→ **WHAT YOU HAVE TO DO**
Each entry below is to be extracted exactly.

→ **MATERIAL FOR THE TASK**
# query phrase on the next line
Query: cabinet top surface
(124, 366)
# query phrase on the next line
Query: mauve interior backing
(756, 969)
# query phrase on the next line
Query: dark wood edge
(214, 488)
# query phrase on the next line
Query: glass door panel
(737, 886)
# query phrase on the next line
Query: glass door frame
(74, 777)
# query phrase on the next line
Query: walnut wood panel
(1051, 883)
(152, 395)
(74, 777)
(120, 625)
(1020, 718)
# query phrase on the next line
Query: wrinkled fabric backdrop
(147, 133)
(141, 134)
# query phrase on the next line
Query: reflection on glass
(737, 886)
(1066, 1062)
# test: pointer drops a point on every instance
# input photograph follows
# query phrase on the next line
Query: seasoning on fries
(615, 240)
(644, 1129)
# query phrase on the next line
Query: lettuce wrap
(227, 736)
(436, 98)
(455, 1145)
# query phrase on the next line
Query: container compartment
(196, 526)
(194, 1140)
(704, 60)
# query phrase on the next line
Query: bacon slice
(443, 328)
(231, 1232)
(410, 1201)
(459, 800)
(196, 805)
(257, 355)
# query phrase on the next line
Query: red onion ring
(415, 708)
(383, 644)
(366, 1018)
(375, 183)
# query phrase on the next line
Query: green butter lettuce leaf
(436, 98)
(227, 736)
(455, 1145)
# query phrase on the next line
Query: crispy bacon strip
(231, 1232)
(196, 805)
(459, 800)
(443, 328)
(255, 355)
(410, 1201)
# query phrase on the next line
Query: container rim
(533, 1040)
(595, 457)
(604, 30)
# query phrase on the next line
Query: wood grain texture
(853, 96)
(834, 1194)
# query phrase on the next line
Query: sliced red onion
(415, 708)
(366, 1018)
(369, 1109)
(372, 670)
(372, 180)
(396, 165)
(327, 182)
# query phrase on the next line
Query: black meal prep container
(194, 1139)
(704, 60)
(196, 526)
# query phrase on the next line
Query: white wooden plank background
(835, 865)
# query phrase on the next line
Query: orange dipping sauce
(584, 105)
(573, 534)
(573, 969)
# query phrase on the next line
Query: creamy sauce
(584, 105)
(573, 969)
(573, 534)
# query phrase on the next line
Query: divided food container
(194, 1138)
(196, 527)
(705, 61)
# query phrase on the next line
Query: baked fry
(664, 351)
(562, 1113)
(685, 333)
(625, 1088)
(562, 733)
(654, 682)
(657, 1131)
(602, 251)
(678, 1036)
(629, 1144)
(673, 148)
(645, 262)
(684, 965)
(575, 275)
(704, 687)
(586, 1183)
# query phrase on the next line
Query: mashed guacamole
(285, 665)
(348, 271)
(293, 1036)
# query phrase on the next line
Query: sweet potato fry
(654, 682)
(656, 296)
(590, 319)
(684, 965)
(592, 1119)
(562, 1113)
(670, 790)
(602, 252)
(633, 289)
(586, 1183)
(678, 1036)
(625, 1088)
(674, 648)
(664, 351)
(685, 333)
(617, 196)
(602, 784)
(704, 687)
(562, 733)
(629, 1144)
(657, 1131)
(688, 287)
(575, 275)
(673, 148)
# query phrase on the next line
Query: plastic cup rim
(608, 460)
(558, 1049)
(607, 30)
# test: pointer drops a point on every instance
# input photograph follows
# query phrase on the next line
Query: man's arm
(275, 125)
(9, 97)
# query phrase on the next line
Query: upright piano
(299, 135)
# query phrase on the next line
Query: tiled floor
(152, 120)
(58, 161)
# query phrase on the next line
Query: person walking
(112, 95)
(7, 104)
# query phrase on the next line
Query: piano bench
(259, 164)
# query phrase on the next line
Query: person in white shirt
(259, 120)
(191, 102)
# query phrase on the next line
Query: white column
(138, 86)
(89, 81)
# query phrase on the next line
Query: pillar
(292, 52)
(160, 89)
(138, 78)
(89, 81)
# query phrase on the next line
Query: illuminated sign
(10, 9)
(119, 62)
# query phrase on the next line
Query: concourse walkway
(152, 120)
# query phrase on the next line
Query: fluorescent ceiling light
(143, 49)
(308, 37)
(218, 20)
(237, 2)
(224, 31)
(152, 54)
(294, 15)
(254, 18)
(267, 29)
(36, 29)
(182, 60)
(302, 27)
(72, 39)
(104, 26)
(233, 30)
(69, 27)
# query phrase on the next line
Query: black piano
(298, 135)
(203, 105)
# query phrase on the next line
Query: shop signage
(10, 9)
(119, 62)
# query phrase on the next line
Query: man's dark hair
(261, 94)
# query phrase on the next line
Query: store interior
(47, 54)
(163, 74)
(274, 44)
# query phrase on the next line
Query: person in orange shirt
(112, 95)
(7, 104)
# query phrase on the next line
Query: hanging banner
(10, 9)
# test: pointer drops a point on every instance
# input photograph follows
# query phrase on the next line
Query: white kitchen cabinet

→ **TASK RESPONSE**
# query phrase on the next line
Query: cabinet top surface
(124, 366)
# query phrase on the next line
Query: mauve interior backing
(756, 969)
# query phrase on the next line
Query: dark wood edge
(214, 488)
# query phrase on the next line
Query: glass door panel
(737, 886)
# query phrase on the next line
Query: glass door frame
(74, 777)
# query phrase on the next line
Query: walnut wood panel
(1051, 883)
(152, 395)
(74, 777)
(120, 625)
(1020, 718)
# query phrase on the next line
Query: wrinkled fabric backdrop
(147, 133)
(141, 134)
# query phrase on the next line
Query: reflection on glass
(737, 886)
(1066, 1062)
# test: pointer drops a point on every instance
# input photograph follows
# query phrase on the next line
Query: seasoning on fries
(615, 240)
(644, 1129)
# query phrase on the next line
Query: lettuce wrap
(227, 736)
(436, 98)
(455, 1145)
# query phrase on the next line
Query: container compartment
(196, 526)
(194, 1140)
(704, 60)
# query phrase on the next line
Query: bacon slice
(443, 328)
(231, 1232)
(410, 1201)
(459, 800)
(196, 805)
(257, 355)
# query phrase on the next line
Query: red onion ring
(415, 708)
(383, 644)
(366, 1018)
(375, 183)
# query phrase on the next line
Query: green butter lettuce leaf
(436, 98)
(227, 736)
(455, 1145)
# query phrase on the next line
Query: crispy bacon strip
(231, 1232)
(196, 805)
(459, 800)
(443, 328)
(255, 355)
(410, 1201)
# query phrase on the next line
Query: container rim
(533, 1040)
(595, 457)
(604, 30)
# query phrase on the next line
Query: wood grain texture
(853, 96)
(834, 1194)
# query phrase on the next line
Query: sliced red onion
(415, 708)
(366, 1018)
(369, 1109)
(372, 670)
(372, 180)
(396, 165)
(327, 182)
# query phrase on the next line
Query: black meal prep container
(194, 1139)
(704, 60)
(196, 526)
# query phrase on the next line
Query: white wooden plank background
(835, 865)
# query phrase on the next line
Query: orange dipping sauce
(584, 105)
(573, 534)
(573, 969)
# query phrase on the next line
Query: creamy sauce
(584, 105)
(573, 969)
(573, 534)
# query phrase on the next line
Query: divided food container
(194, 1138)
(196, 527)
(705, 61)
# query phrase on the next line
Query: baked fry
(664, 351)
(562, 1113)
(685, 333)
(625, 1088)
(562, 733)
(654, 682)
(657, 1131)
(602, 251)
(678, 1036)
(629, 1144)
(673, 148)
(645, 262)
(684, 965)
(575, 275)
(704, 687)
(586, 1183)
# query phrase on the next line
Query: mashed guacamole
(285, 665)
(348, 271)
(293, 1036)
# query phrase on the next line
Query: sweet potato fry
(654, 682)
(656, 296)
(590, 319)
(684, 965)
(592, 1119)
(562, 1113)
(670, 790)
(602, 252)
(633, 289)
(586, 1183)
(678, 1036)
(625, 1088)
(674, 648)
(664, 351)
(685, 333)
(617, 196)
(602, 784)
(704, 687)
(562, 733)
(629, 1144)
(657, 1131)
(688, 287)
(575, 275)
(673, 148)
# query phrase on the next line
Query: plastic cup rim
(608, 460)
(558, 1049)
(607, 30)
# test: pointer drops a point on every instance
# input photograph follows
# query phrase on the next line
Query: man's arm
(275, 125)
(9, 97)
# query phrase on the next line
Query: upright piano
(299, 135)
# query phrase on the next line
Query: tiled floor
(152, 120)
(58, 161)
# query phrase on the next line
Query: person walking
(112, 95)
(7, 104)
# query phrase on the next line
Query: piano bench
(259, 164)
# query phrase on the next line
Query: person in white shirt
(259, 120)
(191, 102)
# query phrase on the next line
Query: white column
(138, 86)
(89, 81)
# query phrase on the next line
Query: pillar
(292, 52)
(160, 89)
(138, 78)
(89, 81)
# query phrase on the next line
Query: illuminated sign
(10, 9)
(119, 62)
# query phrase on the next line
Query: concourse walkway
(152, 120)
# query phrase on the next line
Query: fluorescent ceiling light
(143, 49)
(308, 37)
(218, 20)
(237, 2)
(224, 31)
(152, 54)
(294, 15)
(254, 18)
(267, 29)
(36, 29)
(182, 60)
(302, 27)
(72, 39)
(104, 26)
(233, 30)
(69, 27)
# query phrase on the next line
Query: black piano
(298, 135)
(203, 105)
# query phrase on the next line
Query: shop signage
(10, 9)
(119, 62)
# query phrase on the next line
Query: man's dark hair
(261, 94)
# query phrase on the next line
Query: store interior
(47, 54)
(163, 74)
(274, 44)
# query phrase on the next line
Query: person in orange shirt
(112, 95)
(7, 104)
# query phrase on the next line
Query: hanging banner
(10, 9)
# test: pointer drops a point on every instance
# input photograph follows
# query phrase on the next line
Query: white kitchen cabinet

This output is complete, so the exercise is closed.